### Brief
Produce again, without any change, the lines running from the one with "task | one point per instance, each pair like [783, 515]" through the final line of the data below, and only those.

### Input records
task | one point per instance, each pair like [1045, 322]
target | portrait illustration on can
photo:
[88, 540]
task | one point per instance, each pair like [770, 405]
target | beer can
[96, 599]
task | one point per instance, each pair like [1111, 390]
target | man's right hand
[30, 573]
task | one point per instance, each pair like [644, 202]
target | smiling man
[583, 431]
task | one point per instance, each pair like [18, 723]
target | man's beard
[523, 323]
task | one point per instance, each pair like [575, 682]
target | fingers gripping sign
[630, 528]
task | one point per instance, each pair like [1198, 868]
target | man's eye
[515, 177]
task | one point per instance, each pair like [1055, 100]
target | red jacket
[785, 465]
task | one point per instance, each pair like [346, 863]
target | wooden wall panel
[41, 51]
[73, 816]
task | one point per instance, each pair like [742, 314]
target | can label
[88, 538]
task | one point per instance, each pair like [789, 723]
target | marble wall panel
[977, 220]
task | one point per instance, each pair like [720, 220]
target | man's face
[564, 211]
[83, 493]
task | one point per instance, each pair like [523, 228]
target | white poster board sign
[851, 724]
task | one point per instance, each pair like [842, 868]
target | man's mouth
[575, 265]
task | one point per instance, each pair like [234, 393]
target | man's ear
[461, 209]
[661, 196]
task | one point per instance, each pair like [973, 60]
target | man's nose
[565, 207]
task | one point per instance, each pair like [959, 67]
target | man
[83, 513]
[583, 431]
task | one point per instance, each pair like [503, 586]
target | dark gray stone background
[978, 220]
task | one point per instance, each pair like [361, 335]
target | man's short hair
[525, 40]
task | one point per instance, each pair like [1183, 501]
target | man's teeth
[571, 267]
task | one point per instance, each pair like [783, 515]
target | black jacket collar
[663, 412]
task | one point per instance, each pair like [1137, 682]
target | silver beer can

### Solution for this problem
task | one point per instance, each pair like [783, 515]
target | black jacket collar
[663, 412]
task | one point per instance, each pair like [1137, 682]
target | silver beer can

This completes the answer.